## What you need to do
A: In the article on consent in Indian cinema, what does Raj tell Simran as a prank in Dilwale Dulhania Le Jayenge?
B: Duplicate everything from "We cannot blame" down to "practice it themselves." in the article on consent in Indian cinema.

Has Indian Cinema Left No Regard for Female Consent?
Surrounded by seven weeping dwarves, Snow White lay in the coffin, dead. Then comes her charming prince, who slowly bows down to kiss her, and behold, the dead Snow White is alive again.
What a romantic story. But wait, did the prince ask for Snow White’s consent before kissing her? No, because it doesn’t matter, and it never mattered!
We grew up listening to such stories and watching such films where the idea of consent never really mattered. Every essence of consent was to be surrendered to the hyper-masculine objectives.
Rampant Sexism and Objectification
The hero follows the object of his desires. She screams at him to leave her alone. He grabs her hand but she pushes him off. He forces her into his arms and she struggles to get out of it. In some films, his male gang joins in on the harassment and annoys her further because, for them, that is love.
Yet somehow after this normalized molestation, the film finds a way to make this molested woman who falls in love with the hero, thus imparting the harmful false truth that submission to toxic masculinity is love. Instead, a woman’s lack of interest is simply a challenge that a man needs to overcome. This is how films have stamped away from the idea of consent.
There is a scene in the iconic Bollywood movie Dilwale Dulhania Le Jayenge (DDLJ) where Raj pranks Simran saying that they slept together while she was drunk. A cute, funny scene. But instead of being hilarious, it is only reaffirming the misapprehension that drunk women are open to sex.
We grew up singing to Bollywood numbers ‘Tu haa kar ya naa kar..tu hai meri Kiran’ without even realizing that such lyrics are yet again denying the very existence of consent. We grew up singing that women’s opinion doesn’t matter. Several Bollywood songs have only objectified women in the lyrics and even depicted them as sex toys. Most of the songs are a testament to the existing masculinity that overshadows a woman’s opinion or even her choice.
We cannot blame them because they are just a reflection of our society. But when the young boys see their favorite hero glorifying these age-old patriarchal notions, they are driven and convinced to practice it themselves.
It was only after the success of Anubhav Sinha’s social drama Pink that Indian cinema began questioning the existence of consent. The male lawyer in the film advocates – No means No, there is no need for any further explanation, and when any woman, be it your friend, girlfriend, sex- worker, or even your wife says no, men must stop. Pink sends this message loud and clear.
A lack of consideration for consent only made restrictions on women’s life tighter as it is easier to teach our girls how to prevent themselves from getting raped than it is to teach the boys not to rape them.
What Cinema Can Do
The power of cinema is limitless. It can make and break conventions with a profound impact.
To bring down the cultural structures that preserve regressive societies, our art must put forward a more generous depiction of love and romance. It should be free of the glorified violence against women that has become normalized in our culture.

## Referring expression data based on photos
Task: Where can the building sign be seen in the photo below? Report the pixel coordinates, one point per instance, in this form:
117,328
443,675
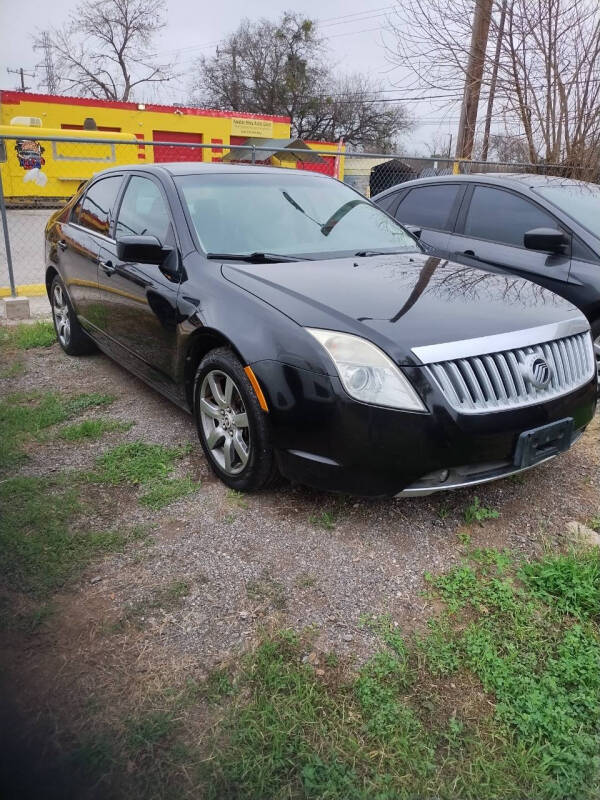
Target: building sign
248,126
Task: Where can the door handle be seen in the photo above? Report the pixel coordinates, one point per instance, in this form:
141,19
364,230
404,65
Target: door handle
106,267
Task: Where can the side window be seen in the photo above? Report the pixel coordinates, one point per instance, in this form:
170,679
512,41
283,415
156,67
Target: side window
388,202
98,205
500,216
143,211
428,206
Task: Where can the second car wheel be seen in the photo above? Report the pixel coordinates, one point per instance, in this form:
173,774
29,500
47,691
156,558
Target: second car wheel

## Written answers
A: He tells her that they slept together while she was drunk.

B:
We cannot blame them because they are just a reflection of our society. But when the young boys see their favorite hero glorifying these age-old patriarchal notions, they are driven and convinced to practice it themselves.